Exact copies of all the entries are needed.

================================

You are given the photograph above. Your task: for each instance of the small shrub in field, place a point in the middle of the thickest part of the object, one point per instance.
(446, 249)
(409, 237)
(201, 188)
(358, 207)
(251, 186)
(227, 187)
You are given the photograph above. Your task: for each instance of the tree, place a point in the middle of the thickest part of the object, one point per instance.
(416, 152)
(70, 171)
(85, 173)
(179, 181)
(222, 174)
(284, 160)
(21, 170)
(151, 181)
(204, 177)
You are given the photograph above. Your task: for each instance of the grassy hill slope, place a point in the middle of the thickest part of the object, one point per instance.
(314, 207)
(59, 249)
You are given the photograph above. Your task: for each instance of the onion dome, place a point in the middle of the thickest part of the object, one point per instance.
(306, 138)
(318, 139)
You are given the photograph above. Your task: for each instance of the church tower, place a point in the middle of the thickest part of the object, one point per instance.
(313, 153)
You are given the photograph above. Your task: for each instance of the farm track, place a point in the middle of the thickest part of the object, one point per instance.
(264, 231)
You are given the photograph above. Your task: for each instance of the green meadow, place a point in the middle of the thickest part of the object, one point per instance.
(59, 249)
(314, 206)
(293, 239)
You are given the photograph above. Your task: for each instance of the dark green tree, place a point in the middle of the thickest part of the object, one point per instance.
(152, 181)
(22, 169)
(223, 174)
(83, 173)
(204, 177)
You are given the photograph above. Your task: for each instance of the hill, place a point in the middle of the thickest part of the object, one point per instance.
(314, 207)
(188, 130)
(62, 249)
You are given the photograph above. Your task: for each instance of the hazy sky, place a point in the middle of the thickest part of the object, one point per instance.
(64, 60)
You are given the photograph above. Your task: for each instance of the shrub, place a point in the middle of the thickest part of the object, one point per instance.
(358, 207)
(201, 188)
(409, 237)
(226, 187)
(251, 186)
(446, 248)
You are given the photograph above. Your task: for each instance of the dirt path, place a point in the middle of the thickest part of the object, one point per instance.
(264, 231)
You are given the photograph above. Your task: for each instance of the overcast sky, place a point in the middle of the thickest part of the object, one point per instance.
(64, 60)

================================

**EXERCISE ANSWER**:
You are given the photograph above. Your task: for each instance of the small shrub in field, place a point in the middle of the thickest part of the object, one point per instance.
(446, 249)
(409, 237)
(201, 188)
(358, 207)
(251, 186)
(227, 187)
You are given the photograph above. Your task: for each instance of the tree, place a point in the middle of the thickest part of the object, one point per instance.
(416, 152)
(70, 171)
(85, 173)
(179, 181)
(222, 174)
(284, 160)
(21, 170)
(151, 181)
(204, 177)
You are given the photograph above. Your task: for each instance of the grassy hill slope, place a point in the middle of the thickest part of the object, one point per instance.
(314, 207)
(59, 249)
You are given the photograph above. Your task: for each instance of the onion dome, place a point in the middle of the thickest part of the object, one point per instance.
(306, 138)
(318, 139)
You are given the photograph above. Your task: for each instance of the church tower, place a point in the middle of the thickest part of the object, one point per instance.
(313, 153)
You are given the photograph above. Your task: for each instance of the farm track, place a point in the middle of the thickest part of the object, one point per instance.
(264, 231)
You are given the photograph above. Your task: for each instance of the green meadow, place a point in the middle of the thickest part of the object, one point per instance.
(59, 249)
(314, 206)
(293, 239)
You are given the photograph above. Your task: for each instance of the dark green tree, place a point in the middle of the thickest part of the object, one point per instance.
(152, 181)
(22, 169)
(223, 174)
(83, 173)
(204, 177)
You are given the photograph above. Your task: for each instance of the hill, place a point in the middle of the thickest part of the object, one point per instance.
(314, 207)
(188, 130)
(62, 249)
You are given the photograph above. Your task: for each instance of the hazy sky, place a point in the middle of the thickest part of the object, one point per instance.
(64, 60)
You are given the photograph above. Your task: for each instance of the shrub, place a point in the middle of the thickest part of the object, one point per instance.
(358, 207)
(201, 188)
(409, 237)
(226, 187)
(251, 186)
(446, 248)
You are given the photograph above. Your task: for each instance of the dirt path, place a point in the middle of the thickest part of the object, one point per instance.
(264, 231)
You are given the photograph above. Your task: for each instance of the overcast sky, place a point in the middle of the thickest part of the object, one point per instance.
(64, 60)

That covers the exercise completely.